## Page text
═══

# Twenty Minute Fight



## ngski (Aug 16, 2005)

Hooked into this hawg, in the shallows out east. Took a Estaz Colored Salmon egg I just tied the night before. Just wish the water was deeper to get those really crazy runs. Made a few jumps out of the water, twenty minutes later I got em close enough to the shore to land em. 

Landed another smaller one but this was the best highlight of my rookie season. Just started last year fly fishing for Steelhead.


----------



## AnthHol (Jul 24, 2007)

beautiful fish must have been one hell of a fight. congrats on the nice catch.


----------



## peple of the perch (Sep 13, 2004)

nice job on the catch.


----------



## KSUFLASH (Apr 14, 2004)

simply beautiful!!!

Gratz...

flash---------------------out


----------



## Brian.Smith (May 18, 2006)

Very nice, I am going to try and hit the wall monday


----------



## liquidsoap (Oct 22, 2005)

═══

(Extracted records)
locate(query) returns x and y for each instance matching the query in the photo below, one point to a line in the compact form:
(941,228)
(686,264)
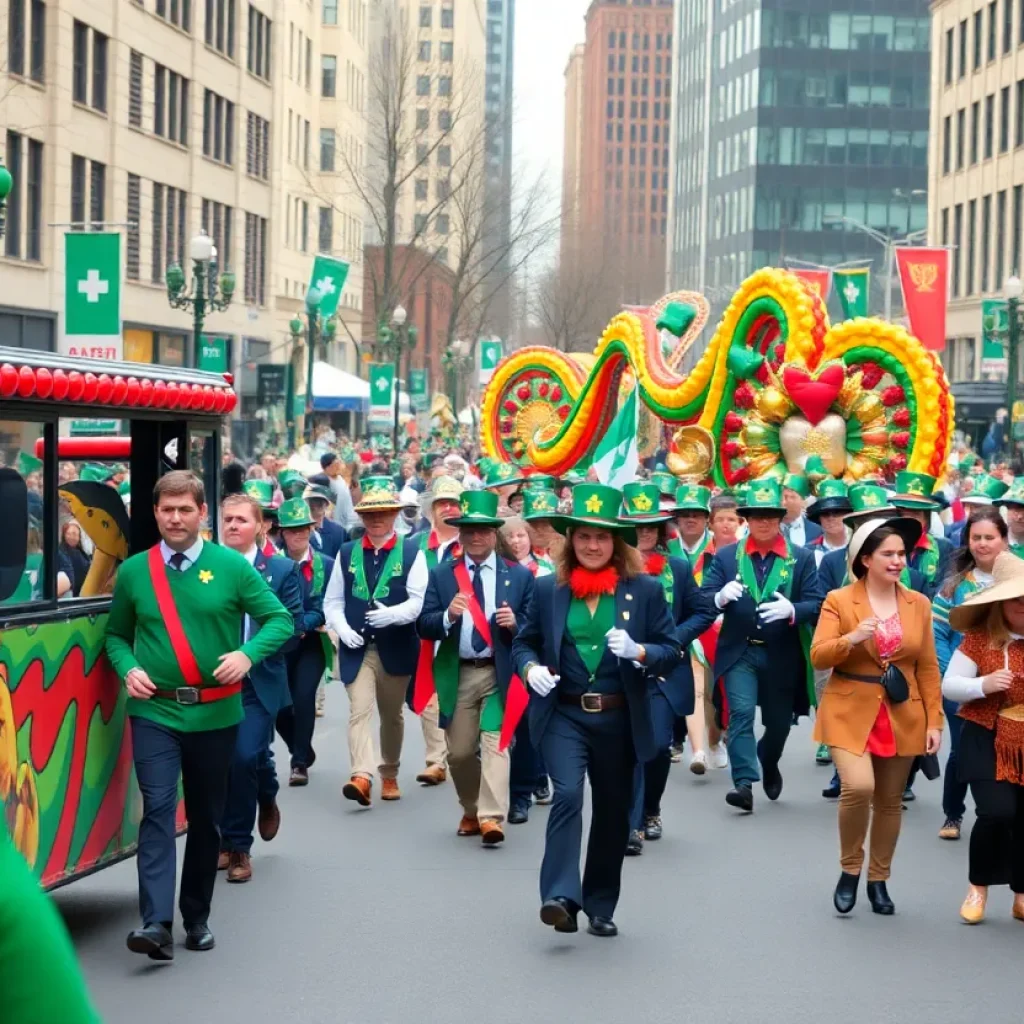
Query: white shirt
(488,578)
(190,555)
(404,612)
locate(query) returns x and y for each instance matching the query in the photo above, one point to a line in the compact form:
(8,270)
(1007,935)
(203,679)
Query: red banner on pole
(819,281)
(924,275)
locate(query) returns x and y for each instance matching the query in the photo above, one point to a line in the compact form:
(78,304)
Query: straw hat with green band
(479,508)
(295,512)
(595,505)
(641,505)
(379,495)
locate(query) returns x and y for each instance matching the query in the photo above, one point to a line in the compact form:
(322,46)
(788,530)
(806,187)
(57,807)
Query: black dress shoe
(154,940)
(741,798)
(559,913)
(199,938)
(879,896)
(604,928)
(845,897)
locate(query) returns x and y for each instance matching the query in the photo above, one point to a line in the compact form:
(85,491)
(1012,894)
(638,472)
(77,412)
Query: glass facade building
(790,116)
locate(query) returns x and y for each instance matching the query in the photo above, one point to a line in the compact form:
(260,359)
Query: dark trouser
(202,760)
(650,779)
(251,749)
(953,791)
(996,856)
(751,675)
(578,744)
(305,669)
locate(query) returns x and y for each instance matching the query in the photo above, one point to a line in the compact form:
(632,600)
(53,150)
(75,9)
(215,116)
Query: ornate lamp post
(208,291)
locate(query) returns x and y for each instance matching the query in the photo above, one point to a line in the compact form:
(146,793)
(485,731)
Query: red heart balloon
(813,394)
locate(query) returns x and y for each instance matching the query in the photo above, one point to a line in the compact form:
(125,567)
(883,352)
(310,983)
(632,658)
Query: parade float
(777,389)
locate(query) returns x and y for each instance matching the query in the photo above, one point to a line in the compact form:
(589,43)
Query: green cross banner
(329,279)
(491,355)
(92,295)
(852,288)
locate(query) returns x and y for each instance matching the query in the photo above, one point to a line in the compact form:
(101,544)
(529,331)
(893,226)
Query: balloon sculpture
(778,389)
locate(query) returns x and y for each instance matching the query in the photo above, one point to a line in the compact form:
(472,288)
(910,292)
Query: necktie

═══

## What this exercise asks
A: Answer these about the Twenty Minute Fight thread:
(i) What fly did the fish take?
(ii) When did the first poster start fly fishing for steelhead?
(iii) What does Brian.Smith say he will try to do Monday?
B: Pull out, word for word, the part of the Twenty Minute Fight thread starting with "Hooked into this" and going on through "fishing for Steelhead.".

## Answers to each task
A:
(i) An Estaz colored salmon egg, tied the night before.
(ii) Last year.
(iii) Hit the wall.

B:
Hooked into this hawg, in the shallows out east. Took a Estaz Colored Salmon egg I just tied the night before. Just wish the water was deeper to get those really crazy runs. Made a few jumps out of the water, twenty minutes later I got em close enough to the shore to land em. 

Landed another smaller one but this was the best highlight of my rookie season. Just started last year fly fishing for Steelhead.